> _Requirements_
The entries that follow should be written out exactly.

> _Dataset excerpts_

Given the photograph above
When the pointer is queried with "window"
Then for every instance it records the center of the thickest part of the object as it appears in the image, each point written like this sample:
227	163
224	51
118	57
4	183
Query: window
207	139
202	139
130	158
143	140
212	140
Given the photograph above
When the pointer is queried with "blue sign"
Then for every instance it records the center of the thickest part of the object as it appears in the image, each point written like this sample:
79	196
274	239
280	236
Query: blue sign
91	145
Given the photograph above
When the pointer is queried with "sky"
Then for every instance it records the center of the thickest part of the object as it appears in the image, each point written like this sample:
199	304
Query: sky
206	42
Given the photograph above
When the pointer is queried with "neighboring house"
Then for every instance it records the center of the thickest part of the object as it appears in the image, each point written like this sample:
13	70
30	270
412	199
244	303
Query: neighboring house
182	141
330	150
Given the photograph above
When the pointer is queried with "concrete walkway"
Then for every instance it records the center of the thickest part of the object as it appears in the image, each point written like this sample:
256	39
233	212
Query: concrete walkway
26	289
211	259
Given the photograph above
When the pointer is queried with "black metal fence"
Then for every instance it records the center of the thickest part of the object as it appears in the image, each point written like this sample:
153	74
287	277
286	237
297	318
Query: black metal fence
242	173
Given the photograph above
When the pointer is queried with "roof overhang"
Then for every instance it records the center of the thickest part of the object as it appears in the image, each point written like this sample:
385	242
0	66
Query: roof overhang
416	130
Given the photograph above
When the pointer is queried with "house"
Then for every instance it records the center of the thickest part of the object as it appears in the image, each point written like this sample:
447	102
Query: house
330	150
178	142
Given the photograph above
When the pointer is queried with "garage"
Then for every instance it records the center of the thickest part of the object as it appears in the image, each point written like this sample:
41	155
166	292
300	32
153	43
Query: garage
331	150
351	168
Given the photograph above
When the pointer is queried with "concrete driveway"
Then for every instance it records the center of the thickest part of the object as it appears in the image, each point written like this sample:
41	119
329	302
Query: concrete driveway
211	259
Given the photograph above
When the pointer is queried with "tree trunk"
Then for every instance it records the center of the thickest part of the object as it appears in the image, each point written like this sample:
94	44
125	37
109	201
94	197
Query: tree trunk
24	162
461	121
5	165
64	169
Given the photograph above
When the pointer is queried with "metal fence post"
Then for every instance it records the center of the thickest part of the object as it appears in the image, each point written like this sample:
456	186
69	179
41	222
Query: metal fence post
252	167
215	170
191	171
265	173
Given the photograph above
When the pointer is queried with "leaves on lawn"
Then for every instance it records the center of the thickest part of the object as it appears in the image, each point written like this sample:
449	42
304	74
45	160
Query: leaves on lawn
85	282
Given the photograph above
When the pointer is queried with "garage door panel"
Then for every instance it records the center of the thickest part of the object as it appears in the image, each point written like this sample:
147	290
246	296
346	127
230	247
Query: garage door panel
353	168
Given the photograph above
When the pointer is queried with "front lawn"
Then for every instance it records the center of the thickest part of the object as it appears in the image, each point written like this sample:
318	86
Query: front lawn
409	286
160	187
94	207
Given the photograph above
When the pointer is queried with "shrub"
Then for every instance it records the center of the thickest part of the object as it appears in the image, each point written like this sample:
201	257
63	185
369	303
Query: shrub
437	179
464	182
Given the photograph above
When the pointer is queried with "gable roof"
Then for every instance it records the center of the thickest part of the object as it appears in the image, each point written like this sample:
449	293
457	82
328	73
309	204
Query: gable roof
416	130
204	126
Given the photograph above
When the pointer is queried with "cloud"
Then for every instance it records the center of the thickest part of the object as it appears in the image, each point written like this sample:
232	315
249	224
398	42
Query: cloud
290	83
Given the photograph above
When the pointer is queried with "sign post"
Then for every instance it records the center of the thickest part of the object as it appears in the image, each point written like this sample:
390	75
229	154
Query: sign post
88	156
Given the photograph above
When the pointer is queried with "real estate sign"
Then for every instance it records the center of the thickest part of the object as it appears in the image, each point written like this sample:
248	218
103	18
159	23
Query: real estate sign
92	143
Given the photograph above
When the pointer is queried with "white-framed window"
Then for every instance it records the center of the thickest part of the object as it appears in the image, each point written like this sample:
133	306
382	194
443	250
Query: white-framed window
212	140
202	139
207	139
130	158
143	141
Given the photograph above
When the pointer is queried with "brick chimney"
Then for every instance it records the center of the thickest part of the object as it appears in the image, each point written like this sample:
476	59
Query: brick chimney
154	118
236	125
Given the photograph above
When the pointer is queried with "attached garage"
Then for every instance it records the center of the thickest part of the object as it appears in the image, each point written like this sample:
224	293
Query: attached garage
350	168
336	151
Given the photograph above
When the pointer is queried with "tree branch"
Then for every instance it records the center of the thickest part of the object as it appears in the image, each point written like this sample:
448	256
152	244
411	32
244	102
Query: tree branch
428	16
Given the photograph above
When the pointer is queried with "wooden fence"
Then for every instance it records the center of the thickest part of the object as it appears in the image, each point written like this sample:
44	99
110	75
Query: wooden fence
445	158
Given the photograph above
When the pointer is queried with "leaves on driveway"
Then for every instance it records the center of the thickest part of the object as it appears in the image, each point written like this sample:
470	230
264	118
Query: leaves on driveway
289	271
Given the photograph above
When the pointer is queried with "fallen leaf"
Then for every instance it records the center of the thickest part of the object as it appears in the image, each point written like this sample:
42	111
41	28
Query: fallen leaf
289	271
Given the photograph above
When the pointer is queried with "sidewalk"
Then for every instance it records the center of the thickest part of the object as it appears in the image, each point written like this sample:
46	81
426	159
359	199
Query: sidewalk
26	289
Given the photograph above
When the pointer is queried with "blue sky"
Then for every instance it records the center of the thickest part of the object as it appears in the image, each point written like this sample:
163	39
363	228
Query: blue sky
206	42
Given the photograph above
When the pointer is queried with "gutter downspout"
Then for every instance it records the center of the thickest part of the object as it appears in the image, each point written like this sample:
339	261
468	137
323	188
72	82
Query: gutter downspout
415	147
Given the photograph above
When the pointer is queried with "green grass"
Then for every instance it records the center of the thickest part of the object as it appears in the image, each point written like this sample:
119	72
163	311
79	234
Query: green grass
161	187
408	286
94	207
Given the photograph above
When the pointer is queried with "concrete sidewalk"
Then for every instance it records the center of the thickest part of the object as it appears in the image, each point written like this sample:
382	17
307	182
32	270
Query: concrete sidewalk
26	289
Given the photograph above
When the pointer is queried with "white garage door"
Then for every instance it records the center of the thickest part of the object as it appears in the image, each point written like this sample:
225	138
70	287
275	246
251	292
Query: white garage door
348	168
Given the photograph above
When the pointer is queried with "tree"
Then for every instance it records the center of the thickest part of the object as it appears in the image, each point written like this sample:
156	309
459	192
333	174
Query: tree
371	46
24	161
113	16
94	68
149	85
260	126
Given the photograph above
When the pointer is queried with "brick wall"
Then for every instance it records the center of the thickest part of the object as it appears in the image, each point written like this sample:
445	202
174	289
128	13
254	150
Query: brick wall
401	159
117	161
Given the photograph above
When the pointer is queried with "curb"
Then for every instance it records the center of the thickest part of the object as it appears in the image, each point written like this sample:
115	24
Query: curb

> _Exercise response_
Given the photograph above
When the pointer is queried with "window"
Then for every instance it records the center of the thickest part of the object as it appears in the image, each point written like this sample:
227	163
224	51
118	57
4	183
Query: window
207	139
202	139
130	158
143	140
212	140
Given the photograph above
When the pointer is queried with "blue sign"
Then for every instance it records the center of the thickest part of the object as it appears in the image, each point written like this sample:
79	196
274	239
280	236
Query: blue sign
91	145
Given the photograph above
When the pointer is queried with "sky"
Then for every instance it records the center of the thickest part of the object as it appears in the image, each point written like this sample:
199	304
Query: sky
206	42
Given the photograph above
When the pointer is queried with "neighboring house"
Then for every instance it records the center of the thickest part of the object as it appears in the image, each point written like this sample:
13	70
30	270
412	199
244	303
Query: neighboring house
182	141
330	150
Given the photograph above
When the pointer is queried with "concrete walkway"
Then for every instance it records the center of the thickest part of the object as it appears in the image, each point written like this sample:
256	39
233	212
Query: concrete walkway
26	289
211	259
Given the photograph above
When the pointer is queried with "black metal fence"
Then for every instance it records the center of the thickest part of the object as it appears in the image, each point written like this sample:
153	74
287	277
286	237
297	318
Query: black metal fence
242	173
Given the photograph above
When the pointer is queried with "roof overhang"
Then for every instance it records the center of the thickest part of the object as it appears in the image, each point written like this sample:
385	242
0	66
Query: roof overhang
416	130
Given the photograph above
When the pointer is queried with "house"
Then for every instance it records the center of the thickest part of the object as it appears in the image, each point written like this sample:
447	102
Query: house
330	150
178	142
Given the photograph above
When the pointer is queried with "garage"
Then for every instance it records the center of the thickest part of the object as it appears in the image, each point written like this sample:
41	155
166	292
300	32
153	43
Query: garage
331	150
351	168
Given the photograph above
When the pointer is queried with "concrete driveway"
Then for every instance it records the center of the thickest part of the object as it appears in the image, each point written like this sample:
41	119
329	302
Query: concrete driveway
211	259
Given the photograph above
When the pointer is queried with "tree trunk"
Then for every instance it records the center of the thickest part of the object as it appears in the image, each point written like this sample:
94	44
125	37
109	201
94	197
Query: tree trunk
24	162
461	121
5	165
64	169
Given the photograph above
When the pointer is queried with "metal fence post"
Then for every instance it records the center of the thickest part of the object as it appears in the image, each point written like this sample:
456	186
69	179
41	222
Query: metal fence post
252	167
215	170
191	171
265	173
Given the photograph above
When the pointer is queried with "leaves on lawn"
Then for every instance it records the center of the thickest part of the object as it appears in the image, each point written like this sample:
449	42
304	74
45	160
Query: leaves on lawn
85	282
Given the photograph above
When the pointer is queried with "garage door panel"
Then for every instance it records the center of the thickest part of the object as it appears in the image, each point written like this sample:
147	290
246	296
346	127
230	247
Query: garage door panel
353	168
Given the photograph above
When the pointer is queried with "front lawn"
Then for every instance it records the center of the thickest part of the object as it appears in the image, each point written like this sample:
318	86
Query: front lawn
409	286
160	187
94	207
Given the photograph above
When the pointer is queried with "shrub"
Then for every instance it records the center of the thickest part of the object as it appears in the image, each point written like this sample:
201	257
63	185
369	303
Query: shrub
437	179
464	182
Given the photograph above
When the pointer is queried with "gable roof"
Then for every instance it records the center of the thickest part of the object as it appears in the image, each point written like this sample:
449	293
457	82
328	73
309	204
Query: gable roof
416	130
204	126
Given the photograph above
When the pointer is queried with "cloud"
Then for every instance it records the center of the thickest part of the object as it appears in the image, each point written like this sample:
232	315
249	224
398	42
Query: cloud
290	83
Given the photograph above
When the pointer is queried with "sign post"
Then for every instance it records the center of the thickest part of the object as it appears in the image, each point written like this sample:
390	75
229	154
Query: sign post
88	156
Given the photograph above
When the pointer is queried with "real estate sign"
Then for every instance it records the center of the thickest part of the object as it appears in the image, each point written like this sample:
248	218
103	18
159	23
Query: real estate sign
92	143
Given the photograph above
When the pointer is queried with "white-framed window"
Then for every instance it records the center of the thickest part of the object as it appears in the image, each point written like this sample:
133	306
382	194
443	250
Query: white-framed window
212	140
202	139
207	139
130	158
143	141
Given the photograph above
When the pointer is queried with "brick chimney"
Then for every instance it records the center of the thickest part of the object as it appears in the image, each point written like this sample:
476	59
Query: brick chimney
154	118
236	125
Given the photograph above
When the pointer is queried with "attached garage"
Then for every instance it records the center of the thickest part of the object as it appears in the image, each point written like this sample:
224	293
Query: attached garage
350	168
336	151
Given the photograph above
When the pointer is queried with "tree branch"
Then for every instance it records the center of the thickest part of the object as it appears in the image, each point written like this sample:
448	256
152	244
411	32
244	102
Query: tree branch
428	16
Given the photograph above
When the pointer is queried with "wooden fence"
Then for every instance it records the center of the thickest part of the object as it appears in the image, each point written like this sample:
44	99
110	75
Query: wooden fence
445	158
Given the photograph above
When the pointer is queried with "leaves on driveway"
Then for every instance it records the center of the thickest part of the object as it appears in the image, each point written like this sample:
470	230
264	118
Query: leaves on driveway
289	271
Given the photograph above
When the pointer is queried with "fallen leaf"
Then for every instance it records the center of the thickest part of the object as it appears in the image, each point written like this sample:
42	111
41	28
Query: fallen leaf
289	271
Given the photograph above
When the pointer is queried with "sidewalk"
Then for every instance it records the center of the thickest part of the object as it appears in the image, each point written like this sample:
46	81
426	159
359	199
Query: sidewalk
26	289
Given the photograph above
When the pointer is queried with "blue sky"
Then for every instance it records the center of the thickest part of the object as it appears in the image, each point written like this sample:
163	39
363	228
Query: blue sky
206	42
Given the photograph above
When the pointer is queried with "gutter downspout"
Then for every instance it records the center of the thickest part of the object as it appears in the image, each point written like this sample:
339	261
468	137
323	188
72	82
Query: gutter downspout
415	147
Given the photograph above
When the pointer is queried with "green grass"
Then for every instance it records the center of the thickest part of the object as it appears in the image, each point written like this sample:
119	72
163	311
79	234
Query: green grass
161	187
408	286
94	207
Given the photograph above
When the pointer is queried with "concrete sidewalk"
Then for every instance it records the center of the thickest part of the object as it appears in the image, each point written like this sample:
382	17
307	182
32	270
Query: concrete sidewalk
26	289
Given the photograph above
When the pointer is queried with "white garage door"
Then for every instance it records the center of the thickest part of the object as it appears in the image, each point written like this sample:
225	138
70	287
275	246
251	292
Query: white garage door
348	168
Given the photograph above
When the pointer is queried with "tree"
Then for every instance it records the center of the thickest part of the object as it appears in the image, each point written like this sample:
156	309
459	192
333	174
Query: tree
371	46
24	161
113	16
94	68
149	85
260	126
Given the photograph above
When the pointer is queried with "brick wall"
Then for every instance it records the center of the thickest part of the object as it appears in the image, each point written like this sample:
445	202
174	289
128	13
254	150
Query: brick wall
401	159
117	161
Given the photograph above
When the pointer is queried with "curb"
Then for every instance it records the center of the thickest part of the object as it appears in the image, each point written like this sample:
115	24
Query: curb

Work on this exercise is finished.